- [PASSAGE TO READ]:

-- Opening Marker --

Appearing in September, 1991, the unofficial
Point Fermin landmark has endured rub-outs by Gang Alternative Program
(GAP) anti-graffiti volunteers, the elements, and all other threats.
The familiar image is seen increasingly on
T-shirts and decals for car windows or other surfaces that cry out for
artistic enhancement. Some see it signifying environmental solidarity and
a prophecy of coming havoc due to ocean pollution. (Charlie the Tuna on
dioxin or a mermaid with birth defects.) dorsal fin—while others
affectionately perceive it as a whimsical white whale, perhaps Moby Dick’s
diminutive roadside cousin. But almost everyone likes him—or her—who
knows?
The three-eyed image originally spawned as a
shapeless splash of white paint to eradicate graffiti from the drainage
fixture near Angels Gate Cultural Center has survived through thick and
thin—that is, through layers of latex and enamel paint over the original
cartoon.
Let the Michelangelo of the catch basin explain.
“I originally saw a part of the creation in a spot where graffiti had
been painted out,” says Butkus, 43, a San Pedro habituČ who lives in
Long Beach and owns The Ultimate Finish, a Bellflower paint contracting
firm specializing in rare and exotic faux finishes. He works
primarily in upscale homes, which nicely supports his two kids, but
sometimes the born cartoonist feels unfulfilled.
“I was driving up 38th Street after breakfast
at the Pacific Diner when I noticed it. There’s no protest or political
statement there. I thought, ‘I’ll just do something kind of fun to
look at with that. And I came back about 11 one night and spent 15
minutes.’”
“Our harbor water is not the cleanest for fish
to live in,” says Butkus. So the three eyes—the pupils leering in
three different directions—resonated with residents.
“I look at that three-eyed whale every day of
my life,” says Noramae Munster, creative marketing maven and civic
activist who parks her Porsche on the corner of 38th and Gaffey streets.
“Often when I tell my clients where I live,
they say: “Oh yeah, up there by the three-eyed whale. It’s become a
sort of Point Fermin logo. It actually has a legacy for San Pedro,” she
notes.
Noramae knows many artists, craftspeople,
writers, poets and others from several years in a Seventh Street
storefront she renovated for her firm in the burgeoning arts district.
They include fine arts photographer Ray Carofano,
of Gallery 478, artist Ron Linden and photographer Bill Gribble, a former
Associated Press cameraman who originated the San Pedro Harbor Fish
T-shirt and a second garment with true local flavor.
The handsomely embroidered shirts—one depicting
Butkus’ three-eyed fish and another simply bearing the
no-explanation-needed term “PEEDROW,” are in short supply now. Gribble
has been seriously ill, but they will again become available.

-- Closing Marker --

- [GIVEN INFORMATION]:
-- Opening Marker --

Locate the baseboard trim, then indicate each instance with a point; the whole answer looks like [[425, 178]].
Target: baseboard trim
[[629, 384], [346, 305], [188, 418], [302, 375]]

-- Closing Marker --

- [TASKS TO PERFORM]:
1/ In the article about the three-eyed whale, rewrite the part that opens with "Appearing in September, 1991, the" and closes with "all other threats.", putting "helpers" in place of "volunteers".
2/ Write the next part of the article about the three-eyed whale, picking up after its final sentence.

- [ANSWERS FOR EACH ITEM]:
1/
Appearing in September, 1991, the unofficial
Point Fermin landmark has endured rub-outs by Gang Alternative Program
(GAP) anti-graffiti helpers, the elements, and all other threats.

2/
“That illustration has become an icon,” says
Gribble, part of the loose-knit San Pedro Union of Artist and Writers,
which ebbs and flows through Old Town and often winds up at Carofano’s
on First Thursdays.
To suggest the art colony and its allies who
appreciate the unconventional, creative, whimsical and oddball that give
color and texture to life and our world have adopted the three-eyed whale
is sheer understatement.
“The graffiti bandits deface it. But it will
get restored by someone, often within the hour,” says Gribble.
Naturally, like any species, the ichthyological icon has evolved over the
past 14 years with different artists adding their own touches in each
restoration.
Not one to see his handiwork hijacked, Butkus, a
1980 Miraleste High School graduate and 16-year San Pedro resident before
moving to Long Beach, copyrighted the 1981 cartoon figure. His late
father-in-law photographed it a few days later.
“I’d rather be able to control the image,
since I created it,” says Butkus. “And, I’d like to see the proceeds
from it go to the downtown art community. I want it to do some good. I’d
like it to help battered women or underprivileged kids.
“I’ve worked hard for what I have and I know
what it’s like not to have anything,” adds Butkus, whose custom
finishing company is currently applying gold leaf trim in the old Farmers
and Merchants Bank Building in Long Beach.
He normally employs seven to 12 workers and
several locals are helping gold leaf the building’s 1920s Broadway
financial center turn luxury condos. Other frequent assignments involve
faux finishes including marble, wood grain or antique wear in wealthy
homes in Long Beach’s waterfront Naples district of Long Beach and
Huntington Harbor in Orange County.
Butkus and his more renowned brother Mike, 45,
together once developed a comic strip called The Boneheads, but he says he
hasn’t made a serious effort to push it in the media marketplace. Mike
Butkus, of Burbank, is a motion picture artist who has developed
characters such as Gollum, for the film Lord of the Rings.
“He’s one of the few left who actually sits
down and sketches,” says Butkus, adding his brother has done major work
on such films as Robo-Cop II and Betelgeuse, plus director
George Lucas’ Star Wars Trilogy. Mike Butkus was a Long Beach
newspaper cartoonist in college and earned a Master of Fine Arts degree at
Pasadena’s Art Center College of Design. Dave was a business
administration major at San Diego State’s Grossmont campus.
“Our grandfather was an artist and writer. An
uncle lives in the Loire Valley in France and he’s a fine arts painter.
He had two art galleries, in Paris and San Francisco. I guess art is in
our genes,” says Butkus.
He suggests contacting him at for decal and
T-shirt orders and he would love to see any other photos of the three-eyed
fish in its various incarnations over the years.
Oh by the way, he does not know who painted the
one-eyed octopus that now graces another spot near his three-eyed fish.
Noramae hired him for an interior paint project
two years ago and while they were admiring Old Three Eyes, the bad-ass
bass, Butkus remarked that the area really needed a one-eyed octopus.
A day or two later it mysteriously appeared, but
each denies responsibility, suggesting divine intervention.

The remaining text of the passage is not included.